Andra Mari: La Mujer María. 1. Principios, mujer y madre.

Publicado por El Blog de X. Pikaza

Ofrecí ayer una reflexiones bíblicas sobre la Asunciòn de María (Santa María del cielo), partiendo de la lectura de la misa del día (Ap 12). Varios han comentado ese post de un modo bondadosa, otros lo han hecho con aportaciones profundas que agradezco. Alguno ha perdido precisiones dogmáticas. Está en su derecho.

Por eso he pensado ofrecerlas, hoy y mañana, trazando primero una breve antropología mariana para fijarme después en aquello que tiene de especial, de peculiar y bello, el "dogma" (resplandor) católico de María, la madre Jesús.

(a) Hoy ofrezco los principios "judíos" de la vida de María, como mujer (Señora María, Mujer, Andra Mari), trazando unos principios de antropologìa mariana.Ella fue judía (no fue todavía cristiana, en el sentido posterior de la palabra). Por eso me fundo sobre todo en autores judíos, que me ayudan a entenderla.

b) Mañana expondré desde ese fondo (y desde la actualidad) los dos "dogmas" antropológicos marianos ya concretos de la Iglesia católica: el de su "concepción" (cómo ha sido engendrada en la carne y de la carne, en forma Inmaculada) y el de su "muerte" (cómo ha sido insertada en el proceso divino de la vida, que los critianos llaman Trinidad, cómo indica el símbolo de la AsunciónI.

=======

## [TAREAS]
[A] Según el texto sobre Andra Mari, ¿por qué se funda el autor sobre todo en autores judíos? Respóndelo en una a tres oraciones.
[B] Prolonga el texto sobre Andra Mari a partir de su última oración.
El material no guarda relación con el texto sobre Andra Mari.

[Entradas de datos guardadas]

=======

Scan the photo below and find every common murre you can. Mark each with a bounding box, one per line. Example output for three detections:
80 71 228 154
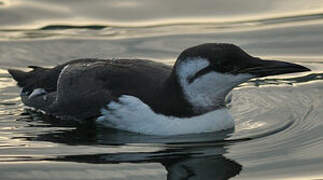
8 43 309 135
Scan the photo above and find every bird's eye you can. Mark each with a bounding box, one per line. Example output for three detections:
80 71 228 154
187 66 214 83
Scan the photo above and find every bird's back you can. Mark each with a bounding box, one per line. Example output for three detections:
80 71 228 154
9 59 171 119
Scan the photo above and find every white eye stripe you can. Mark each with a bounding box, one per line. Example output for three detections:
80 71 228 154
177 58 253 113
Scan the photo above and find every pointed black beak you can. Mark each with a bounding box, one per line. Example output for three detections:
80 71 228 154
239 58 311 77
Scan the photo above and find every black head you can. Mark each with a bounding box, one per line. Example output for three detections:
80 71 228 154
176 43 310 83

=======

## [RESULTADOS]
[A] Se funda sobre todo en autores judíos porque María fue judía y todavía no era cristiana en el sentido posterior de la palabra. Esos autores le ayudan a entenderla.

[B]
Introducción

Suponiendo conocido el tema de María, la Madre de Jesus, en el Nuevo Testamento y conocidas también las primeras declaraciones de la Iglesia (que de alguna forma han culminado en los concilios de Éfeso y Calcedonia: 431 y 451d.C.), quiero situar el tema de la “mariología” desde la antropología de la modernidad. Los nuevos cristianos sabemos ya que María no es madre de un ser divino en general o de una de las divinidades sagradas (semi-cósmicas, semi-humanas) del paganismo antiguo o moderno, sino la madre y compañera de Jesús, un hombre concreto, que ha vivido una historia muy honda de carne, es decir, de entrega comprometida y sanadora a favor de los excluidos por su carne (enfermos, impuros, expulsados), que ha culminado con la entrega total de su vida a favor de los demás, condenado a morir en una cruz. Le llamamos sido Madre de Dios porque ha sido (siendo) la madre concreta de un hombre encarnado en el centro de la historia de los hombres. Así lo mostraremos, precisando los presupuestos antropológicos y las formulaciones concretas de los últimos dogmas marianos.

Una antropología biográfica de la Madre de Jesús.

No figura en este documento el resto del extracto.